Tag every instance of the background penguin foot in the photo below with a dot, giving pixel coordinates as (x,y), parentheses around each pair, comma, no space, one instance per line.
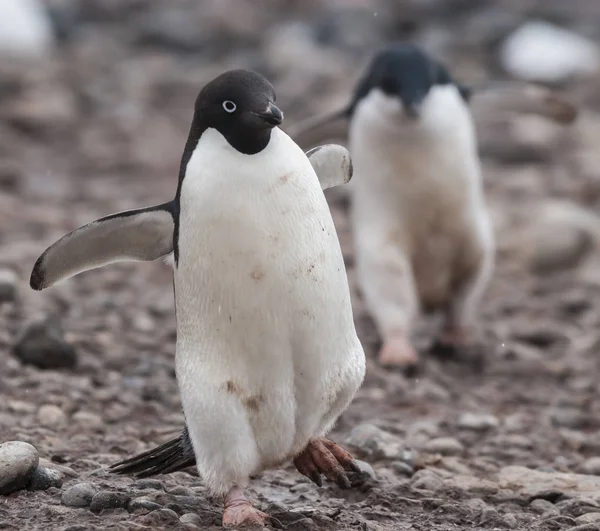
(323,456)
(239,512)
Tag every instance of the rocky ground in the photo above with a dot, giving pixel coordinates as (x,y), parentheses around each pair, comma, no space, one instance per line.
(87,378)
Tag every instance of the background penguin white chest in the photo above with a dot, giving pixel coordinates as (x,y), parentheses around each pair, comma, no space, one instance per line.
(264,319)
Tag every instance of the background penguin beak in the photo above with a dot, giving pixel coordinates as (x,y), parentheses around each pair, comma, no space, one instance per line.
(272,115)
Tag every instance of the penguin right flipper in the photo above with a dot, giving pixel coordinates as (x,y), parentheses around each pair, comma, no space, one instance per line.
(172,456)
(144,234)
(332,164)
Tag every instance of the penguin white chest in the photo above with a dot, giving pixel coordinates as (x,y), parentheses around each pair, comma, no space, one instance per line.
(265,328)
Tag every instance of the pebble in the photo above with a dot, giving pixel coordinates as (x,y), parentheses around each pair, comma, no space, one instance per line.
(51,416)
(8,285)
(160,517)
(88,420)
(543,52)
(191,518)
(18,461)
(44,478)
(375,443)
(142,503)
(41,343)
(444,446)
(478,421)
(108,499)
(79,495)
(153,484)
(426,480)
(591,466)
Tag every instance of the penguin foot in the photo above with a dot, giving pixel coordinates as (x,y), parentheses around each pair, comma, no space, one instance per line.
(323,456)
(397,352)
(239,512)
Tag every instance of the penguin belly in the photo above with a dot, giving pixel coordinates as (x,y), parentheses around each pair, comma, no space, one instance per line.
(267,355)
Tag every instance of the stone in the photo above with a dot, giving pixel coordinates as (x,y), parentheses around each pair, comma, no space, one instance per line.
(426,480)
(41,343)
(543,52)
(44,478)
(477,421)
(191,518)
(18,462)
(143,503)
(375,443)
(8,285)
(79,495)
(444,446)
(51,416)
(107,499)
(591,466)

(Request):
Can you write out the material above again with every "photo" replaced by "image", changing nothing else and leaving out the pictures?

(Answer for this exercise):
Tag every instance of the background penguin foot in the image below with a dot, giving pixel coordinates as (x,y), parentheses around each pair, comma, no space, one instance per line.
(323,456)
(239,512)
Tag every instance of the rocky ground in the image above with a dot, giving pixel coordinates as (x,y), parentheses around each pair, comma, no space, one instance per line.
(87,378)
Tag every instance of the background penguin white chest in the image above with a dot, giving pixel coordinates as (x,y), parentheses around each pair, comma, no space, one instance per line.
(264,319)
Tag every instance of the background penguin beak in the image above with a dot, giving pixel coordinates as (x,y), parentheses around each pair, comma, no space, one instance per line.
(272,115)
Tag every instance of the penguin right flipper in the image above with a dot, giving pixel coordinates as (x,y), parentheses around each pair, comma, no space, one instance per line.
(172,456)
(144,234)
(332,164)
Tag every instance of the penguin white chest in the image above with a dot, giving pixel coordinates as (x,y), parentheses around each pair, comma, no space, one instance per line.
(265,328)
Tag every instance of the pebble in the image above with a dot, giving pixel coordinates as (x,y), parentheses around each pair, comma, no space, one instance per line.
(51,416)
(8,285)
(160,517)
(88,420)
(543,52)
(191,518)
(18,461)
(44,478)
(375,443)
(142,503)
(41,343)
(444,446)
(478,421)
(108,499)
(79,495)
(153,484)
(426,480)
(591,466)
Tag every instance of the penguin foot in the image above with a dot, giving pixel coordinates as (x,y), parentheses around each pair, comma, no space, one instance per line.
(323,456)
(397,352)
(239,512)
Tag every instance of the penguin belly in the image above with a dot, giving pixel coordinates as (x,y), parentheses around each pair, comma, no space, one instance per line.
(267,355)
Tag every instance of the stone in the image above with a dot, giving pixel coordinates as (x,y), parentheses around each pair, comma, no space, one instance per line.
(426,480)
(41,343)
(543,52)
(44,478)
(477,421)
(191,518)
(18,462)
(143,503)
(375,443)
(8,285)
(79,495)
(444,446)
(51,416)
(107,499)
(591,466)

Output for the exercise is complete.